- **Given records**:
^^^^^^^^^^^^^^^^

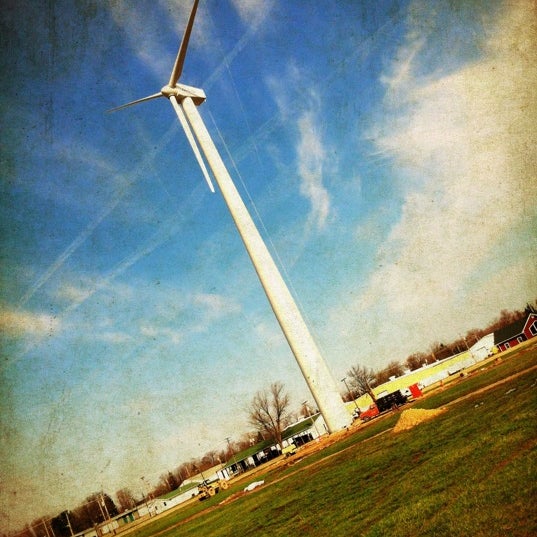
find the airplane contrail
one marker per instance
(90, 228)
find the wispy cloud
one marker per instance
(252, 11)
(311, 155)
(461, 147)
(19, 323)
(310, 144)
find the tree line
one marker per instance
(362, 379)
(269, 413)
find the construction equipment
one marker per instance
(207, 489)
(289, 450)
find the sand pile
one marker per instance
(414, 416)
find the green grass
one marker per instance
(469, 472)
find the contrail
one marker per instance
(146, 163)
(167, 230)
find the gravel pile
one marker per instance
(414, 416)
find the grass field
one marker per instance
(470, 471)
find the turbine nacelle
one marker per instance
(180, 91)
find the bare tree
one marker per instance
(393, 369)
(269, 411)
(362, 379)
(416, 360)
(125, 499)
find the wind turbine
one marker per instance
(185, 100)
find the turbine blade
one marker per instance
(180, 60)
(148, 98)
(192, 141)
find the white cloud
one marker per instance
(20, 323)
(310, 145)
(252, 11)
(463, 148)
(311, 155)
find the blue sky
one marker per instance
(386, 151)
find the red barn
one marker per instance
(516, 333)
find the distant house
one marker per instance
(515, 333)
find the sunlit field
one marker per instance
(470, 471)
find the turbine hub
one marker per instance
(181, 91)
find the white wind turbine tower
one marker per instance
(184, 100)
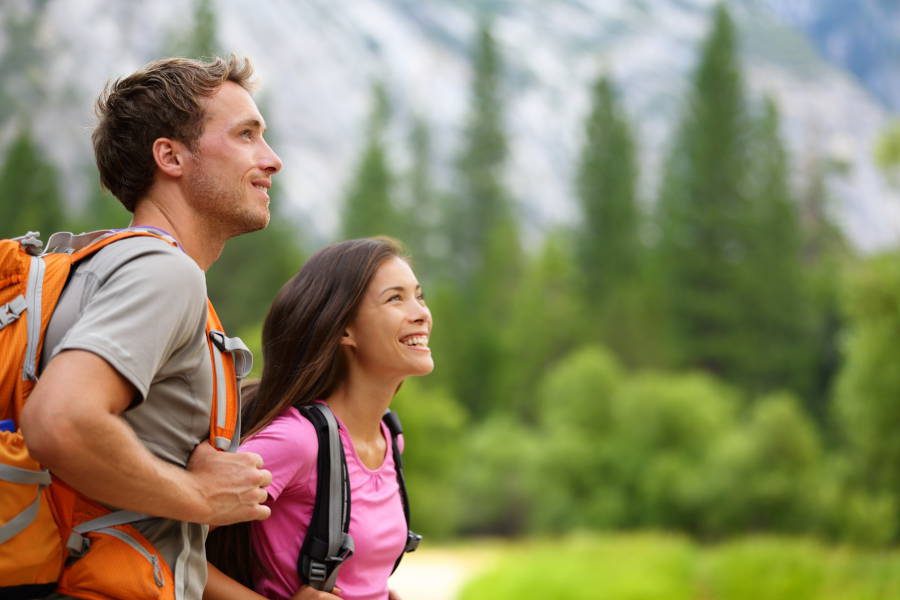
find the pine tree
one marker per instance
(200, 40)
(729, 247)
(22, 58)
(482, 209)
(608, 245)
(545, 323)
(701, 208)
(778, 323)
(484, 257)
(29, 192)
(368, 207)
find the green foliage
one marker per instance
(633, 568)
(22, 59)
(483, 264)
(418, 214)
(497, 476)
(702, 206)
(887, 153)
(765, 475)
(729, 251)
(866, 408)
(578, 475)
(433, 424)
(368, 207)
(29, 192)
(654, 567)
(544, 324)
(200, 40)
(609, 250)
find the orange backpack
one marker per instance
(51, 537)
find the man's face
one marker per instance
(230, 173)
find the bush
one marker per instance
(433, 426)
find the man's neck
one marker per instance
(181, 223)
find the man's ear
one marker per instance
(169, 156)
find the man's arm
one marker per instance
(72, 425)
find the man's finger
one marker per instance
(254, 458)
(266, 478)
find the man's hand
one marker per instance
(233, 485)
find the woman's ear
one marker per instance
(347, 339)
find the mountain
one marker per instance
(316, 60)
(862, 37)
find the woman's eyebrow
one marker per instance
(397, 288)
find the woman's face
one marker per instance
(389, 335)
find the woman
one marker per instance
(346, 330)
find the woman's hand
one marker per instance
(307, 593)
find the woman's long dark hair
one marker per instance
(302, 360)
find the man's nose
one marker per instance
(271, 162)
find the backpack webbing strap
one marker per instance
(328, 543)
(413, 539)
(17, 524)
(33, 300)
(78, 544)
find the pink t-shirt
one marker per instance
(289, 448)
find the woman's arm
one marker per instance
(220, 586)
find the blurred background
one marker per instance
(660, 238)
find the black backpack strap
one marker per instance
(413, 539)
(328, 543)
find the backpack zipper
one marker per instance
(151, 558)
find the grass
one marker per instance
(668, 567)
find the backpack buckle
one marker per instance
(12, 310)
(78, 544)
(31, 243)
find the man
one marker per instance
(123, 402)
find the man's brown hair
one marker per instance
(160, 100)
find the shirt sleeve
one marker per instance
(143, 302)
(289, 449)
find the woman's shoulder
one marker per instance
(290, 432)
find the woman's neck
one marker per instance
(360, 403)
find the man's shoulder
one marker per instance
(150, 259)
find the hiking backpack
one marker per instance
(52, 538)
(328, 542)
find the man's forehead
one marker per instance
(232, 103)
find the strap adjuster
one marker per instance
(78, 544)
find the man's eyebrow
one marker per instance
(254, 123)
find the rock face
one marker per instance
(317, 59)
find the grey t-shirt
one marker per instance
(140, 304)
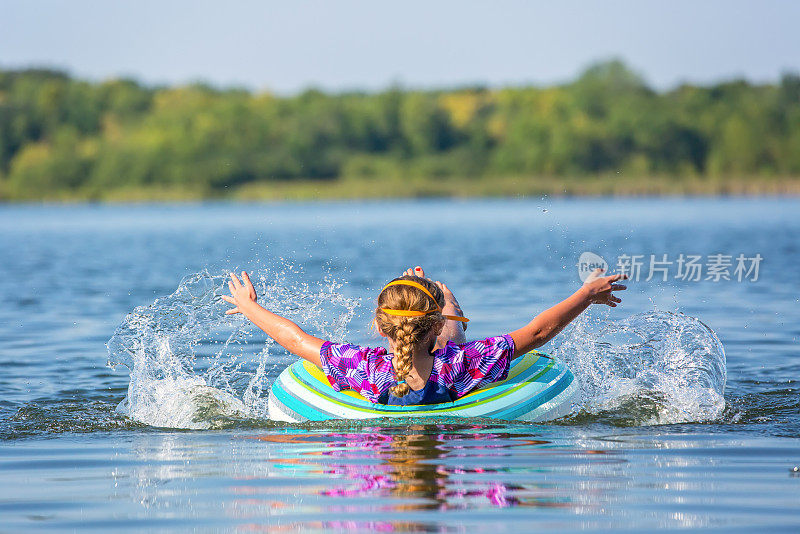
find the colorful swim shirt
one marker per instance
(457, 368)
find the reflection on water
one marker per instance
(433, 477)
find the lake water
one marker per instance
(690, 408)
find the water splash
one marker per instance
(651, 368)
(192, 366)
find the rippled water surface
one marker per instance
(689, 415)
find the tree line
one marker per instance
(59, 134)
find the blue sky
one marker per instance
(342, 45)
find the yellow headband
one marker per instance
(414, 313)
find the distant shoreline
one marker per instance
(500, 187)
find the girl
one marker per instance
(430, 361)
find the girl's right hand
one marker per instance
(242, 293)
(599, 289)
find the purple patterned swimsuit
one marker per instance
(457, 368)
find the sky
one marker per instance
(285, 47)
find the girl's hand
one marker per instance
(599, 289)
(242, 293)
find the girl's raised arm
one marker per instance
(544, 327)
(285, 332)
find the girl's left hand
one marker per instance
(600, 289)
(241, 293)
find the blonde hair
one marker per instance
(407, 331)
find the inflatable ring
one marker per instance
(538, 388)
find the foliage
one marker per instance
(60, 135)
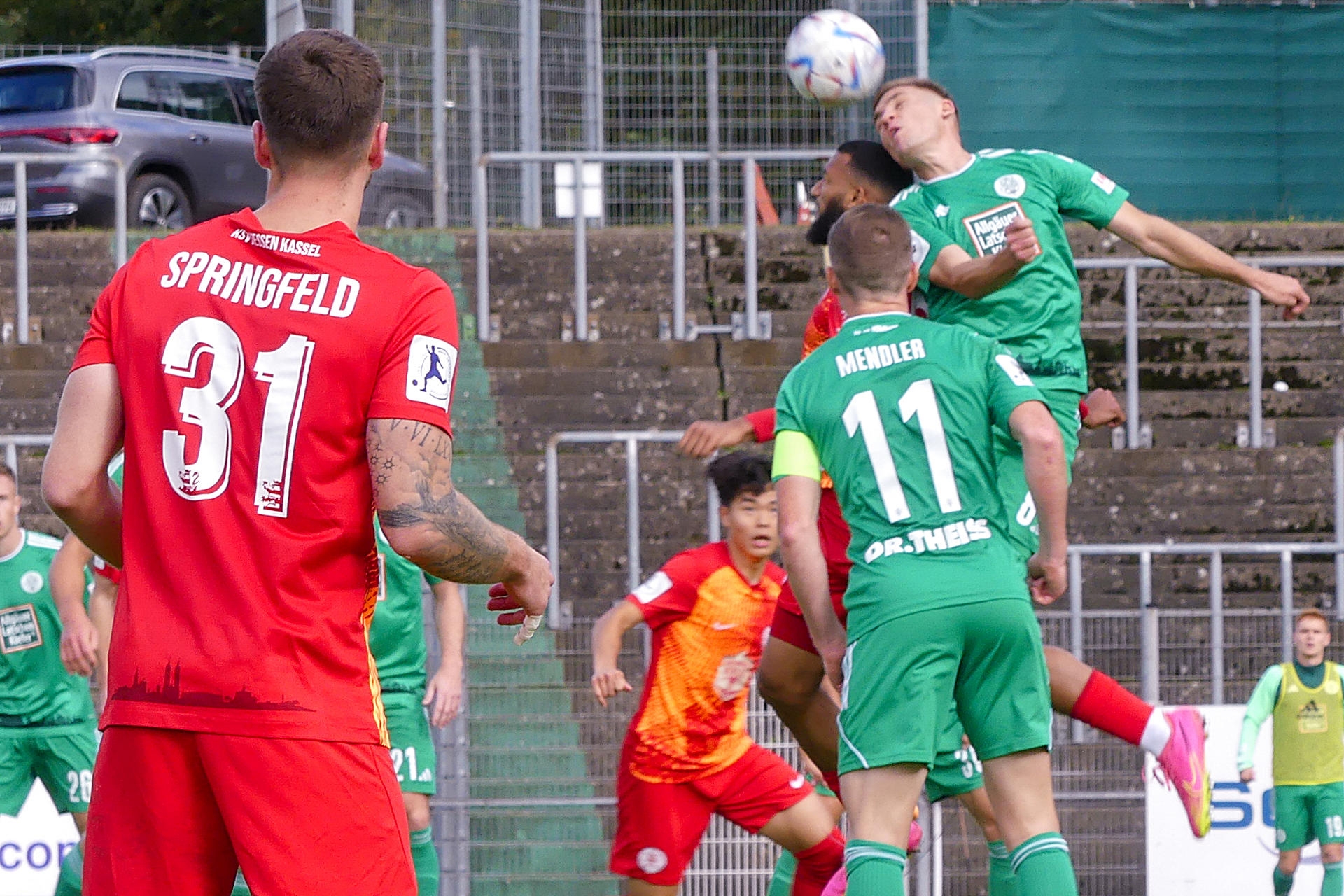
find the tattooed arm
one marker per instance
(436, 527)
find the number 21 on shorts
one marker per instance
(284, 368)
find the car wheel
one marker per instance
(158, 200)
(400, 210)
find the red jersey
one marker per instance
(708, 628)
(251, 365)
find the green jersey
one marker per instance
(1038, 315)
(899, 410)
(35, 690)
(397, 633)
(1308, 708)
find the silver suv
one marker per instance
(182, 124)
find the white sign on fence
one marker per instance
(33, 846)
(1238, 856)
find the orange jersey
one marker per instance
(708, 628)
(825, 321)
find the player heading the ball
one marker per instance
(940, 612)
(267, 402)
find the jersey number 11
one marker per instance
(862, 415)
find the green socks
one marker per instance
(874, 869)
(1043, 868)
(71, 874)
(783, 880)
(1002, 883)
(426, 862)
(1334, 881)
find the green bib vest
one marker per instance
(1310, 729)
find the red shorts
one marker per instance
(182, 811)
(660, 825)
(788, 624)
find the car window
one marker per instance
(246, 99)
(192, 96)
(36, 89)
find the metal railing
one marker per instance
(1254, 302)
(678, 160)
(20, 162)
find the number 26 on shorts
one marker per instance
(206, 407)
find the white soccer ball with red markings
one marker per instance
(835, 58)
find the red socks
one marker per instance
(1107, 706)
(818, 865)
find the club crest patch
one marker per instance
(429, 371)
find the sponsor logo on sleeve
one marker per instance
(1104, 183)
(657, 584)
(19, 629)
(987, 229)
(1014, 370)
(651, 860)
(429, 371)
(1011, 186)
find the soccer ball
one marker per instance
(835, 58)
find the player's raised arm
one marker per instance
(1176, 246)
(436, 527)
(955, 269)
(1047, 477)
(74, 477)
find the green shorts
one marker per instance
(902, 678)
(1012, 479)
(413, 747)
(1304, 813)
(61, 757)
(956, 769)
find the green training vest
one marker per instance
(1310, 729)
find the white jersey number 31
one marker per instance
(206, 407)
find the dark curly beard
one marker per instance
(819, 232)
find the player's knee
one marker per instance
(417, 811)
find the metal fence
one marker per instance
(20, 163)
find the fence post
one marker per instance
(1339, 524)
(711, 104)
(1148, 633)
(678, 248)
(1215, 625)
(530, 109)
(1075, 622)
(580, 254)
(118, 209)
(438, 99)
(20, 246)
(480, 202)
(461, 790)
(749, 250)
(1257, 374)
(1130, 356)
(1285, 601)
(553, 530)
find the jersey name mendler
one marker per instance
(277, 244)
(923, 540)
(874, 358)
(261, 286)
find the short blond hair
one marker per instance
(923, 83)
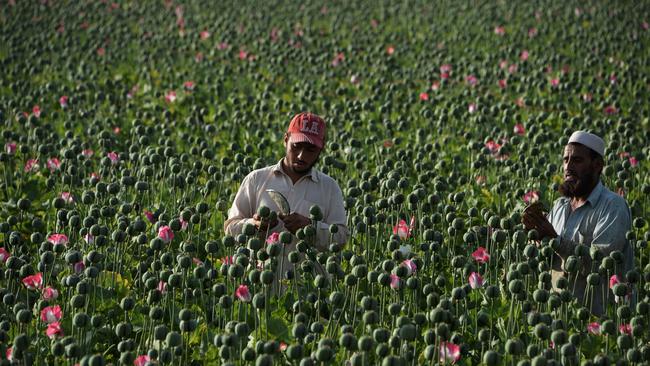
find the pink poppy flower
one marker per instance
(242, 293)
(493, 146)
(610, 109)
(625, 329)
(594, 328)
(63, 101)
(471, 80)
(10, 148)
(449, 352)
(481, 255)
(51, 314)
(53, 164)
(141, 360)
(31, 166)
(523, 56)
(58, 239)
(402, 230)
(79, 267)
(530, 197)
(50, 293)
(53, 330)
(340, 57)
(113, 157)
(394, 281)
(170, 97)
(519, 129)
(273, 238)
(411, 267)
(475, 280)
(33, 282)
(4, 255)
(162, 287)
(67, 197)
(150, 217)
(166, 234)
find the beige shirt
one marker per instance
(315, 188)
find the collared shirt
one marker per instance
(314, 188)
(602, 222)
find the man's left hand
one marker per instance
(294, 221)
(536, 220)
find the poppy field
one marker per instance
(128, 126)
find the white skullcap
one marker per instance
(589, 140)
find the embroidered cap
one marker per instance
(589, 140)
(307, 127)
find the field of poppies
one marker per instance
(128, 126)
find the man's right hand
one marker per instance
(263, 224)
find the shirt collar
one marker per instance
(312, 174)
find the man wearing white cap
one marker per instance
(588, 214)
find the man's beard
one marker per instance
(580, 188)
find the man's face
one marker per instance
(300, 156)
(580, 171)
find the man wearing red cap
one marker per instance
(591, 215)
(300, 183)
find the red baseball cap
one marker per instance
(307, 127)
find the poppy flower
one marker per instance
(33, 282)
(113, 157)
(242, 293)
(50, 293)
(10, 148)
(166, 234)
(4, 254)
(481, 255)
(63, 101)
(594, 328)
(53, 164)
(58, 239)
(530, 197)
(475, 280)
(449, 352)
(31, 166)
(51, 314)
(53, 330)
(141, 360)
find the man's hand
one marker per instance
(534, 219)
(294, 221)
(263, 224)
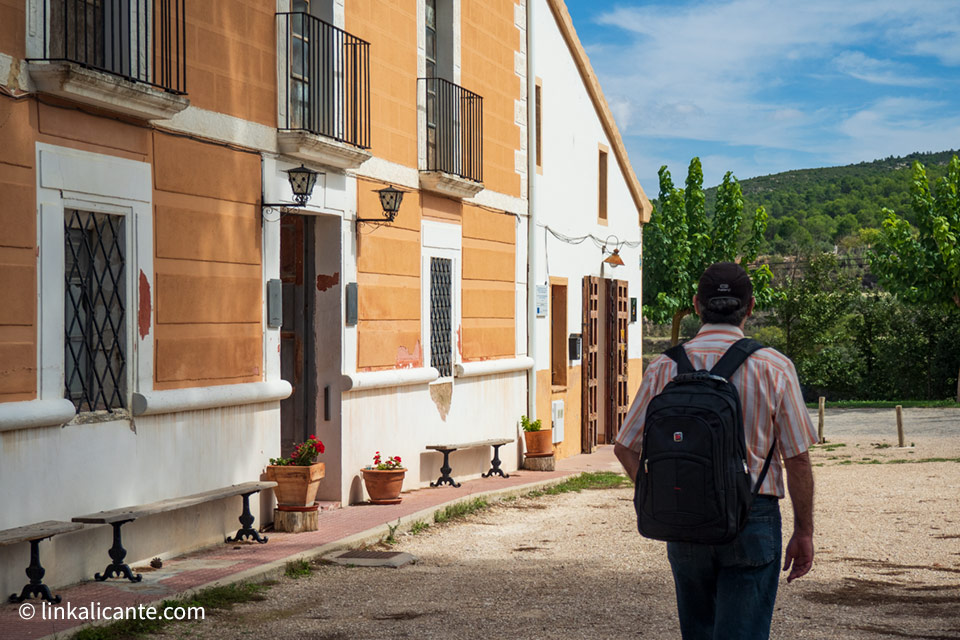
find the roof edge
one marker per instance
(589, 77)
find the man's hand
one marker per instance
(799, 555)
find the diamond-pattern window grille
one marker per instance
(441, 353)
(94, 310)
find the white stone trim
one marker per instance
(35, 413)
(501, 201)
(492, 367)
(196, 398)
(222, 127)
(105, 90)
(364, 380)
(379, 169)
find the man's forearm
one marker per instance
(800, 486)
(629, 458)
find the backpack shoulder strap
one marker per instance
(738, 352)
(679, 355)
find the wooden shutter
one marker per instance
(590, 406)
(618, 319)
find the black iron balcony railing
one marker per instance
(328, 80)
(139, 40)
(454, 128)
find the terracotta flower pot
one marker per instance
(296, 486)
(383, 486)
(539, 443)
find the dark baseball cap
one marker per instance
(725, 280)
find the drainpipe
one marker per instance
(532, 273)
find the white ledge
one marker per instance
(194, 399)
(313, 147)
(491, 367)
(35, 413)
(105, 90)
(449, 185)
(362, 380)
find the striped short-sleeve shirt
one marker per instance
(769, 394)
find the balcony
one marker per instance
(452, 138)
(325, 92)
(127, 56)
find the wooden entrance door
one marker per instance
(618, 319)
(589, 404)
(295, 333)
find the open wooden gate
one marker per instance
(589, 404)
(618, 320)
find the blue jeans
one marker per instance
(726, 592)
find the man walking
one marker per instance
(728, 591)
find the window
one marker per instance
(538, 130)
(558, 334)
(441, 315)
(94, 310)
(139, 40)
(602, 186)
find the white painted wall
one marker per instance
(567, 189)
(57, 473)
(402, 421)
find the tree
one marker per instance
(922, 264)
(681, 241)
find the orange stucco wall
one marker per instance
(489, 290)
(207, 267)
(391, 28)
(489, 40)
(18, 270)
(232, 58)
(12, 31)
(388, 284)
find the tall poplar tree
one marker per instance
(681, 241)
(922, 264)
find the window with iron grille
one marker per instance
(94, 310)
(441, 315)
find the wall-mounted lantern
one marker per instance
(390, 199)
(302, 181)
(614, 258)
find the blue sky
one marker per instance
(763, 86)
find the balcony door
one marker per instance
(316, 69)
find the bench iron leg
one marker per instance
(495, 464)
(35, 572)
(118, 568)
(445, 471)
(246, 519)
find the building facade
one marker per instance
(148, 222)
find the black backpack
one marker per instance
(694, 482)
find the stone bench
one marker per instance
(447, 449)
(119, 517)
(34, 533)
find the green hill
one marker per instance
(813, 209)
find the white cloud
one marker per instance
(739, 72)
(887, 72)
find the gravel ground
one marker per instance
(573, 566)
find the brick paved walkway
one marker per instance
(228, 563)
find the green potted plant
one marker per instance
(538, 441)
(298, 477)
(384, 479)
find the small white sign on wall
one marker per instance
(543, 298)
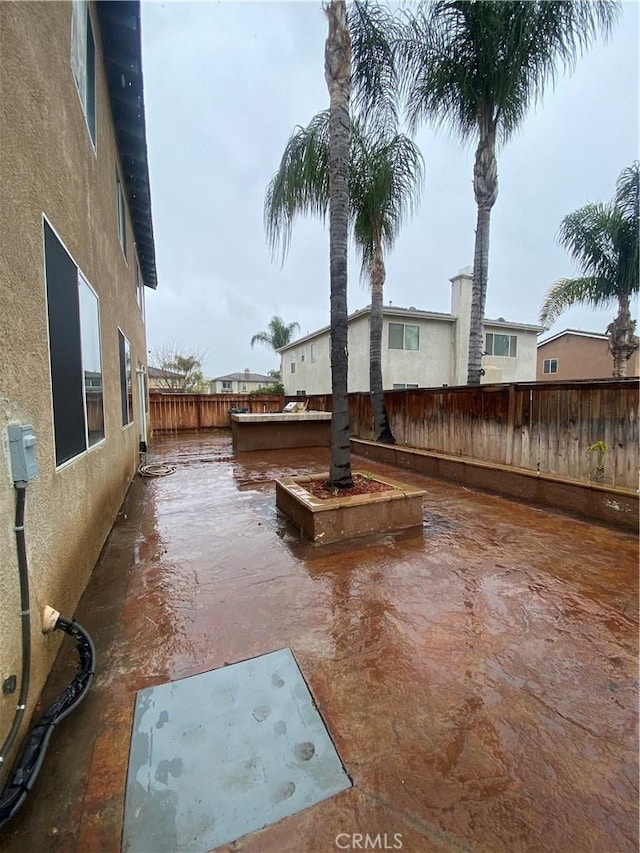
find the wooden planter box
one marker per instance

^^^^^^^^^^^^^^^^

- **Required work**:
Starting at the line that contains "find the balcony door", restate each line verbatim through the final line of the listing, skipping all pictures.

- **Task response**:
find the balcony door
one marker per instance
(316, 69)
find the bench iron leg
one marker per instance
(495, 464)
(35, 572)
(118, 568)
(445, 471)
(246, 519)
find the building facade
one marker per instance
(148, 222)
find the black backpack
one marker per instance
(694, 482)
find the stone bench
one marker per instance
(447, 449)
(119, 517)
(34, 533)
find the green hill
one marker per instance
(813, 209)
find the white cloud
one marker per instance
(739, 72)
(887, 72)
find the gravel ground
one marker per instance
(573, 566)
find the brick paved walkway
one marker per instance
(228, 563)
find the green potted plant
one marker per instance
(538, 441)
(298, 477)
(384, 479)
find the small white sign on wall
one marker per instance
(543, 298)
find the wooden planter box
one marker per instance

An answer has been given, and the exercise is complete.